Source passage
** Start **

# food (meals on 28 and 30)



## Dominick Stevens (May 19, 2018)

I'm trying to book passage for my brother. I'd like to know if you most knowledgeable people will tell me about food service for First class passengers. Bob will be boarding the Empire Builder (#28) at PASCO, WA and on to the Capital Limited (#30) to Washington, DC.

Q. 1.) What is the FIRST food he will get on the EB #28?

2. What is the FIRST food he will get on CL #30?

THANK YOU!! in advance for your help......Dominick Stevens


----------



## JayPea (May 19, 2018)

First meal on the Empire Builder is breakfast the next morning. As you may or may not know #28 is combined with #8 in Spokane. On the CL, dinner, I believe would be the first meal.


----------



## cpotisch (May 19, 2018)

As JayPea said, first meal on the Empire Builder will be breakfast, and the first meal on the Capitol Limited is dinner. The Empire Builder has a full service dining car, meaning hot meals brought to your table by a waiter. However, if your brother is traveling June 1st or later, the Capitol Limited will not offer hot meals or table service, and will instead offer a limited selection of prepackaged cold meals. He will have the choice to either have his food delivered to his room, or picked up at the counter in the new dedicated lounge car for sleeper passengers.


----------



## the_traveler (May 19, 2018)

Dinner is indeed the first meal on #30.


----------



## Guest (May 19, 2018)

THANKS!! to all for your replies........Most appreciated. This will be my brothers first train ride IN HIS LIFE! He's 70 yrs young.


----------



## cpotisch (May 19, 2018)

Here's the menu for the Empire Builder:

https://www.amtrak.com/content/dam/projects/dotcom/english/public/documents/menus/routes/Empire-Builder-Dining-Car-Menu-0917.pdf

The new menu for the Capitol Limited seems to have been taken down, but if it's put back up I'll post it for you.


----------



## bratkinson (May 19, 2018)

The first meal served on #28 departing PDX is a cold, prepackaged dinner delivered by your car attendant shortly after leaving Vancouver WA. I enjoyed one of them a month ago. It was a 'fancy salad' featuring either beef, chicken or fish with additional 'side dishes' in the 3 smaller portions of the TV-dinner style plastic tray. For a SINGLE meal, it was nutritionally balanced and reasonably tasty. Getting a 'real' bacon & eggs breakfast in the dining car (from Seattle) the following morning was a delight, along with 'real' meals the rest of the way to Chicago.

The 'bummer' is that the meals on the Capitol Limited will be a similar cold-cut dinner leaving Chicago....and an all carbohydrate cold breakfast leaving Pittsburgh. I can't imagine Amtrak going 'all cold' on the LD trains. 3 days cross country with all cold meals would be like being in a blackout eating whatever one has in their cupboards.


----------



## TinCan782 (May 19, 2018)

bratkinson said:


> The first meal served on #28 departing PDX is a cold, prepackaged dinner delivered by your car attendant shortly after leaving Vancouver WA. I enjoyed one of them a month ago. It was a 'fancy salad' featuring either beef, chicken or fish with additional 'side dishes' in the 3 smaller portions of the TV-dinner style plastic tray. For a SINGLE meal, it was nutritionally balanced and reasonably tasty. Getting a 'real' bacon & eggs breakfast in the dining car (from Seattle) the following morning was a delight, along with 'real' meals the rest of the way to Chicago.

** End **

Collected data
** Start **

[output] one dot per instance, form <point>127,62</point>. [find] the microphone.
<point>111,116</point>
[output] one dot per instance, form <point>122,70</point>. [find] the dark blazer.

** End **

Exercise task 1
Could you copy the thread on meals aboard trains 28 and 30 word for word, between "I'm trying to" and "get on CL #30?", inclusive?
Exercise task 2
Would you carry on the forum thread about meals on trains 28 and 30 from the point where it stops?

Right answer 1
I'm trying to book passage for my brother. I'd like to know if you most knowledgeable people will tell me about food service for First class passengers. Bob will be boarding the Empire Builder (#28) at PASCO, WA and on to the Capital Limited (#30) to Washington, DC.

Q. 1.) What is the FIRST food he will get on the EB #28?

2. What is the FIRST food he will get on CL #30?

Right answer 2
> 
> The 'bummer' is that the meals on the Capitol Limited will be a similar cold-cut dinner leaving Chicago....and an all carbohydrate cold breakfast leaving Pittsburgh. I can't imagine Amtrak going 'all cold' on the LD trains. 3 days cross country with all cold meals would be like being in a blackout eating whatever one has in their cupboards.


My experience on #28 about a year and a half ago was as* bratkinson* described above. My shrimp salad was pretty good and my wife enjoyed her chicken salad as well. I think, boarding at Pasco, you will miss this evening meal.


----------



## KmH (May 19, 2018)

FWIW - Amtrak hasn't had 'first class' for quite a few years now.

Meals are included in the price of sleeper accommodations and sleeper passengers get some other perks coach passengers don't get.

I'm 66 and took my first long distance overnight train trip 8 years ago (California Zephyr), and really, really liked it.

I take at least 1 long distance train trip every year now.

I hope your brother enjoys his trip as much as I enjoy traveling long distance by train.

Here's part of my March '18 trip out to California:

http://discuss.amtraktrains.com/index.php?/topic/72682-my-amtrak-adventure-trailer/


----------



## JayPea (May 19, 2018)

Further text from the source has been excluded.